Written exercise |
Starting at the line containing "find the headlight" and ending at the line containing "55, 114, 64, 134", both included, scale the material below. Write out only those lines again with the request text unchanged, and multiply every bounding-box coordinate by 2.5, rounding to a whole number with halves rounded up.

Record extracts |
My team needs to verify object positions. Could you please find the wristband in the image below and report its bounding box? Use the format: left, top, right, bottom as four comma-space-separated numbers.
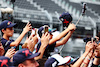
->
95, 56, 100, 58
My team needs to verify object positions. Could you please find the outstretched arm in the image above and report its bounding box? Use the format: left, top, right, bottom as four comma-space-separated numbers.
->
10, 22, 32, 46
35, 32, 50, 60
56, 30, 74, 47
49, 23, 76, 45
72, 41, 94, 67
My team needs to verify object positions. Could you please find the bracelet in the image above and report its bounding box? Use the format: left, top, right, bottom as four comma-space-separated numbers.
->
95, 56, 100, 58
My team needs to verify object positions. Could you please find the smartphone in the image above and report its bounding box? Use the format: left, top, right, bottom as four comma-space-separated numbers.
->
44, 25, 48, 33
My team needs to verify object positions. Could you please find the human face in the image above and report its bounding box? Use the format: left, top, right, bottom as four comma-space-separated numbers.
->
5, 27, 14, 37
22, 59, 39, 67
0, 42, 4, 56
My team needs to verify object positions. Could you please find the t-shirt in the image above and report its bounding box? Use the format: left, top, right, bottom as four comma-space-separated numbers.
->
36, 42, 56, 57
91, 63, 98, 67
1, 38, 21, 52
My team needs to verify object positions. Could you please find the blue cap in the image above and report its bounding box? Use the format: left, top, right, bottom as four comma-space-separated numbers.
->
59, 12, 73, 25
0, 20, 16, 30
38, 25, 56, 38
13, 48, 40, 66
0, 56, 14, 67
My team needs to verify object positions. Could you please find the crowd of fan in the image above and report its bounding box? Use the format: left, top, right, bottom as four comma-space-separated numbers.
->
0, 12, 100, 67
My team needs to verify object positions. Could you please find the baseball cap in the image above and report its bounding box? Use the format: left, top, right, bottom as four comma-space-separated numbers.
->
59, 12, 73, 25
38, 25, 56, 37
0, 56, 14, 67
13, 48, 40, 66
67, 57, 79, 65
0, 20, 16, 30
45, 54, 71, 67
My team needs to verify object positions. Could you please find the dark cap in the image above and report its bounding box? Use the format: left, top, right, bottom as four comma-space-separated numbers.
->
13, 48, 40, 66
38, 25, 56, 38
59, 12, 73, 25
0, 20, 16, 30
0, 56, 14, 67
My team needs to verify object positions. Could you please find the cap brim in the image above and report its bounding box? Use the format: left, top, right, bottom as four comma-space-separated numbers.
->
7, 23, 16, 28
27, 53, 40, 59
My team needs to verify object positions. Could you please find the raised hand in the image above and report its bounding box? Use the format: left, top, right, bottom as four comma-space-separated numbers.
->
68, 23, 76, 31
23, 22, 32, 33
5, 48, 16, 58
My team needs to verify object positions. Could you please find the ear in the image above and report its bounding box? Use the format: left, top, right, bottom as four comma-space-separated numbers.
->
18, 64, 25, 67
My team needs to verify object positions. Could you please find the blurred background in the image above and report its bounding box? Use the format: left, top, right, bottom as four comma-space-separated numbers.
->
0, 0, 100, 57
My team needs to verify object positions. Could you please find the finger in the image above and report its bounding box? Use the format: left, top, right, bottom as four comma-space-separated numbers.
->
26, 22, 30, 25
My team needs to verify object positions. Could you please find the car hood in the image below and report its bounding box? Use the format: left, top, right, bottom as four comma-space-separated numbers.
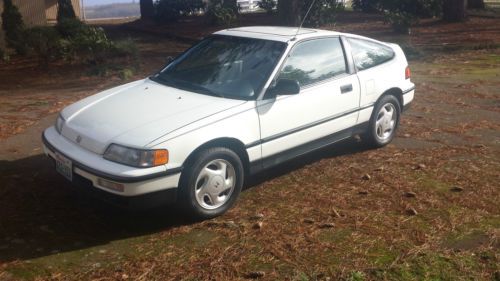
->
61, 79, 246, 154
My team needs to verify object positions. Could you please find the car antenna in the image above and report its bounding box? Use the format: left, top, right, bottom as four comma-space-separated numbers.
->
291, 0, 316, 41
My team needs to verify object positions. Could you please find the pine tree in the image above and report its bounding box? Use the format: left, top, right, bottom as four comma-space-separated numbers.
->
2, 0, 26, 54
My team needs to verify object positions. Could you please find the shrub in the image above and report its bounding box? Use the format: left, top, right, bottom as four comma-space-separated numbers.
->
384, 11, 418, 34
155, 0, 205, 23
351, 0, 379, 13
0, 48, 10, 62
57, 0, 76, 22
259, 0, 277, 14
379, 0, 442, 33
25, 26, 60, 67
2, 0, 27, 55
205, 0, 237, 26
56, 18, 87, 38
302, 0, 344, 27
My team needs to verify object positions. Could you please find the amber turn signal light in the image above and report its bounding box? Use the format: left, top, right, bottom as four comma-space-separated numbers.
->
153, 149, 168, 166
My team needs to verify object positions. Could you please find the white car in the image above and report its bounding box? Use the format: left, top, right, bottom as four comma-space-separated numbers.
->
43, 27, 415, 218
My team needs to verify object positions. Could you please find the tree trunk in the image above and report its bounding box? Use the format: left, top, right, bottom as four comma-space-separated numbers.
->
467, 0, 485, 9
139, 0, 155, 20
278, 0, 304, 26
443, 0, 467, 22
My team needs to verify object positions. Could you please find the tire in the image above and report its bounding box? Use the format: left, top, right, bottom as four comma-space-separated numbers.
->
364, 95, 401, 148
179, 147, 244, 219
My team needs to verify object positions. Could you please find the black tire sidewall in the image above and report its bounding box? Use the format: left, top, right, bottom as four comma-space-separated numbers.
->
368, 95, 401, 147
179, 147, 244, 219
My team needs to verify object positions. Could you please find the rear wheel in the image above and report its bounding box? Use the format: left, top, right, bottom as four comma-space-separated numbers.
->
180, 147, 244, 219
365, 95, 401, 147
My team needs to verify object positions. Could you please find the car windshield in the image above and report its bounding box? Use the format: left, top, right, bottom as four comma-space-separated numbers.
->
151, 35, 286, 99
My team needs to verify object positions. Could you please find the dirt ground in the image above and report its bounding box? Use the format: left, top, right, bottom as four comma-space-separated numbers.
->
0, 13, 500, 281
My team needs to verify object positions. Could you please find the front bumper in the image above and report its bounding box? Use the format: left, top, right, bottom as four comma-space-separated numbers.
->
42, 127, 182, 205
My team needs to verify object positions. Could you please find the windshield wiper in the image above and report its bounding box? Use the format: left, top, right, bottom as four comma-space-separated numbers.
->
149, 74, 224, 98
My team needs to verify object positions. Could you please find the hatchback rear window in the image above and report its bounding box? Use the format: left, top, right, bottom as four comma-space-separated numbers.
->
348, 38, 394, 70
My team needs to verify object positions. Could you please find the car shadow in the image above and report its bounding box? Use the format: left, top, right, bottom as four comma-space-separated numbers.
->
0, 139, 367, 263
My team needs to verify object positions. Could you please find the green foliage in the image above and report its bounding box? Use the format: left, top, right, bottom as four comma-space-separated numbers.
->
57, 0, 76, 22
56, 18, 87, 38
120, 68, 134, 80
352, 0, 443, 33
2, 0, 27, 55
347, 271, 365, 281
302, 0, 344, 27
0, 48, 10, 62
379, 0, 442, 33
155, 0, 205, 23
18, 16, 138, 67
259, 0, 277, 14
205, 0, 237, 26
25, 26, 60, 67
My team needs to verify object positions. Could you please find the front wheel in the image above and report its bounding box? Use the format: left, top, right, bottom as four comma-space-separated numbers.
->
180, 147, 244, 219
365, 95, 401, 147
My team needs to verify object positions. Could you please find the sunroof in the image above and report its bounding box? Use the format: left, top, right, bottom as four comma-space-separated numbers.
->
229, 26, 316, 36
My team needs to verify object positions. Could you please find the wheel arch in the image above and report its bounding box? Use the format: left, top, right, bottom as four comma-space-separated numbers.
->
182, 137, 250, 175
375, 87, 404, 111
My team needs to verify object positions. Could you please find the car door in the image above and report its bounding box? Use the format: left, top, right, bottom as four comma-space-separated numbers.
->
257, 37, 360, 165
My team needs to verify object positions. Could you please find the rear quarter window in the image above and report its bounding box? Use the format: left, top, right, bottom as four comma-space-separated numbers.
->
348, 38, 395, 70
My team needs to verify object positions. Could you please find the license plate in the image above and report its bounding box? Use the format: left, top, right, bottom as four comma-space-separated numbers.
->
56, 152, 73, 181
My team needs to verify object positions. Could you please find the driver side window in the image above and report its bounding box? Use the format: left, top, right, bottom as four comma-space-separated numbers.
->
278, 38, 347, 87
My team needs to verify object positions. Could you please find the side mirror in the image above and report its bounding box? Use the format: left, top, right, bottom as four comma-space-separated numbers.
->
165, 56, 174, 65
268, 79, 300, 97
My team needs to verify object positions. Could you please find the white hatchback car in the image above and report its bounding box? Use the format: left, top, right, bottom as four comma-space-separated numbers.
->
43, 27, 415, 218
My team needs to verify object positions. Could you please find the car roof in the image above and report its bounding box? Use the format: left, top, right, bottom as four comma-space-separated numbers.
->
214, 26, 341, 42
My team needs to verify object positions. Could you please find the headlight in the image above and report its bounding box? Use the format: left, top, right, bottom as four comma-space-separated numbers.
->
104, 144, 168, 168
55, 114, 64, 134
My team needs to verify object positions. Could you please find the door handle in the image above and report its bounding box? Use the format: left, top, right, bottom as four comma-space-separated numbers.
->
340, 84, 352, 94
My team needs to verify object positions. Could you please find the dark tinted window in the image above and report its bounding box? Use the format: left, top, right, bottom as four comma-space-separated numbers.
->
279, 38, 346, 86
156, 36, 286, 99
348, 38, 394, 70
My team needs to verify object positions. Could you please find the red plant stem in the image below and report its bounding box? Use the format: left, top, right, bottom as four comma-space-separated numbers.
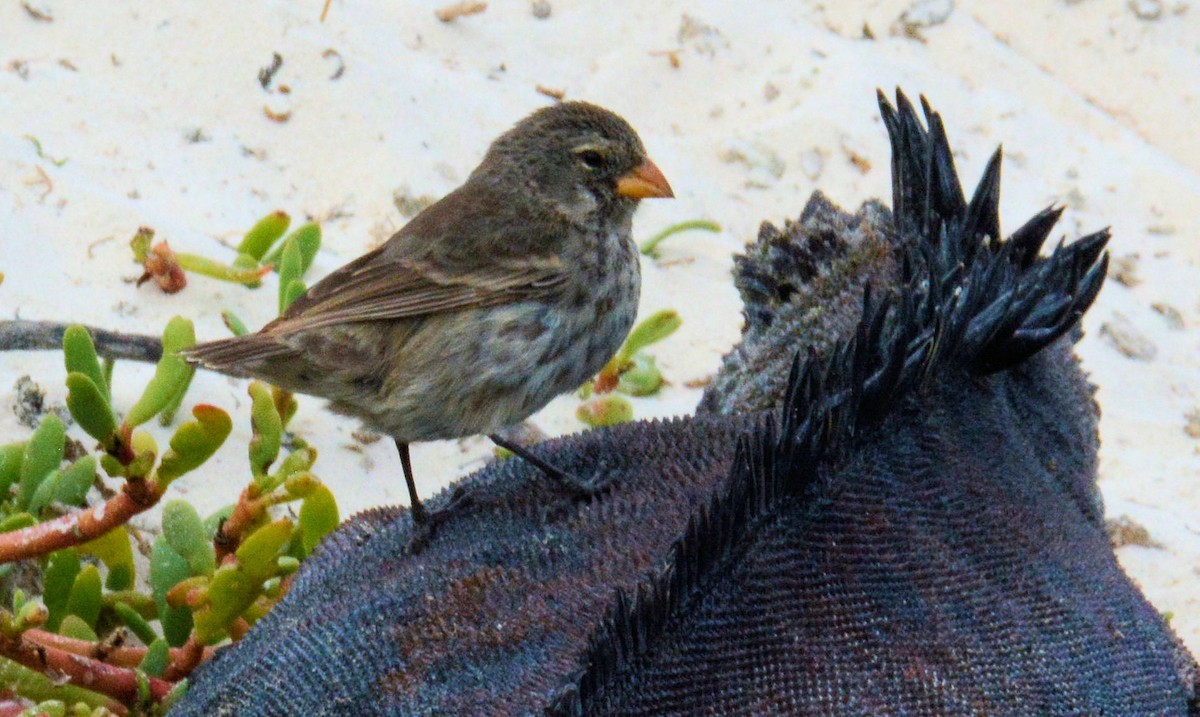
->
0, 638, 164, 713
212, 486, 266, 564
23, 629, 216, 671
0, 480, 163, 564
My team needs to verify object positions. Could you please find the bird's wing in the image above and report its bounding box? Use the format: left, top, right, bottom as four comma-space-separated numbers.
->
263, 244, 565, 333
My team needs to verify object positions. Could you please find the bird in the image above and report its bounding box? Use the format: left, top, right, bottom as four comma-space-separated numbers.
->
181, 101, 674, 523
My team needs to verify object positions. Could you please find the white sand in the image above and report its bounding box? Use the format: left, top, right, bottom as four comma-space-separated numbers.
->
0, 0, 1200, 652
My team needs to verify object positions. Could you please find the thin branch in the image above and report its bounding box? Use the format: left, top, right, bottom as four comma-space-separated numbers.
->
24, 628, 216, 667
0, 638, 166, 713
0, 478, 163, 565
0, 319, 162, 363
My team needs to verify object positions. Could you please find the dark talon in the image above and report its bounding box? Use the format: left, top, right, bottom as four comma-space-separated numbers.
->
394, 439, 430, 525
487, 434, 605, 499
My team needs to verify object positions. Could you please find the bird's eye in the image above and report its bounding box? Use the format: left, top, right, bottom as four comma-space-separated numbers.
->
577, 150, 604, 169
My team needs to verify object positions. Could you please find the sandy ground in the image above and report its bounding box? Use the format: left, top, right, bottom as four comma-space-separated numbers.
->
0, 0, 1200, 652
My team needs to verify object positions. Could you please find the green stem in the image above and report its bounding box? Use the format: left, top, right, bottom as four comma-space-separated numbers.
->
175, 252, 270, 284
638, 219, 721, 259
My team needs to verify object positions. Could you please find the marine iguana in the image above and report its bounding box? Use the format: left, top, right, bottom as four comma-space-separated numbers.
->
172, 94, 1200, 717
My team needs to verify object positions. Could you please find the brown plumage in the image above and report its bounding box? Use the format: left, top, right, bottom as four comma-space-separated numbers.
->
185, 102, 672, 518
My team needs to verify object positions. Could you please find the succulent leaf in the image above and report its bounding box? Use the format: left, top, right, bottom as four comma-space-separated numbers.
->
125, 317, 196, 427
162, 500, 216, 576
67, 372, 119, 451
238, 211, 292, 261
575, 393, 634, 428
17, 414, 67, 510
42, 548, 80, 632
62, 325, 112, 400
158, 403, 233, 484
248, 381, 283, 484
79, 525, 133, 590
299, 484, 338, 555
150, 535, 192, 647
64, 565, 103, 629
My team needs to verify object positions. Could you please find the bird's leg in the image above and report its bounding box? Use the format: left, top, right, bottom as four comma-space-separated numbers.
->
392, 439, 430, 524
487, 434, 600, 498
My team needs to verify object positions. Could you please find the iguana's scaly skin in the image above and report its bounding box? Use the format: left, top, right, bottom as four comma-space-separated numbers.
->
173, 96, 1198, 716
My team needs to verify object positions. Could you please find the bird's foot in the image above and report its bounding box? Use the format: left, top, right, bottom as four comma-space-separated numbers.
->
487, 435, 608, 500
409, 487, 474, 553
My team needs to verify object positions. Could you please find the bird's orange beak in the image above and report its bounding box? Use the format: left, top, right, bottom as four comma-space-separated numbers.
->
617, 158, 674, 199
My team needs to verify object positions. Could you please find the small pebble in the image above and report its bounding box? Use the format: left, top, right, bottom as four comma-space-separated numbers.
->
1100, 312, 1158, 361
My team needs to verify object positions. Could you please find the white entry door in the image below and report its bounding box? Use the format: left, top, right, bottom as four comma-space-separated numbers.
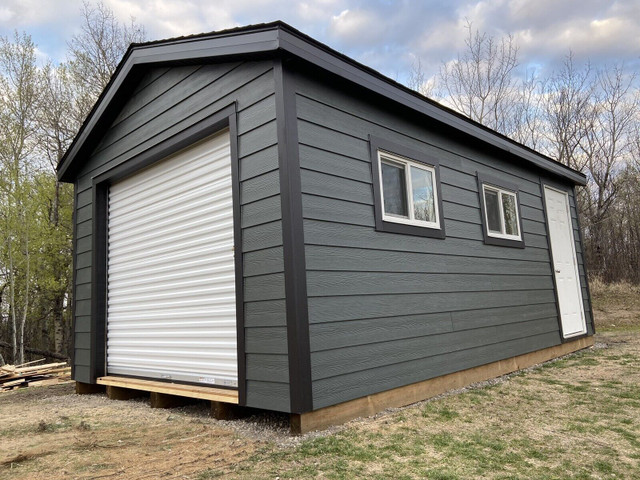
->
107, 132, 238, 387
544, 186, 587, 338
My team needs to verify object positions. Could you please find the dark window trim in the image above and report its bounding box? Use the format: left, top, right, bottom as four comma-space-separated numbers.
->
90, 102, 247, 405
476, 172, 525, 248
369, 135, 446, 238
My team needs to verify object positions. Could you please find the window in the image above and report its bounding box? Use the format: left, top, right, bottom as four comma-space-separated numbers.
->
371, 137, 444, 238
478, 175, 524, 247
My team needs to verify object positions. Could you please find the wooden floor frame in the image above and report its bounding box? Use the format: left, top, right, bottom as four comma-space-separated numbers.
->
87, 337, 594, 434
96, 376, 238, 405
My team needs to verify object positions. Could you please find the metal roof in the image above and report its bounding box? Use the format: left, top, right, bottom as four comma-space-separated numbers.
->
57, 21, 586, 185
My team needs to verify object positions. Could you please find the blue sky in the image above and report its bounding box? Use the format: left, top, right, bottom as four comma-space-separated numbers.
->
0, 0, 640, 81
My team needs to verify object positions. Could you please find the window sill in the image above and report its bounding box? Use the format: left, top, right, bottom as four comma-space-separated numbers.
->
484, 235, 524, 248
376, 220, 445, 238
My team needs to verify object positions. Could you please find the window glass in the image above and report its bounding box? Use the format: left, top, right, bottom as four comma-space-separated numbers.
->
484, 188, 502, 233
411, 166, 436, 222
502, 192, 519, 235
381, 162, 409, 217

Answer to the task |
My team needs to verify object positions. Could you please find the headlight in the image above and report its bounding box? Use the format: left, top, right, bottom as four comma-space-separated numbers.
->
260, 360, 420, 420
138, 285, 160, 335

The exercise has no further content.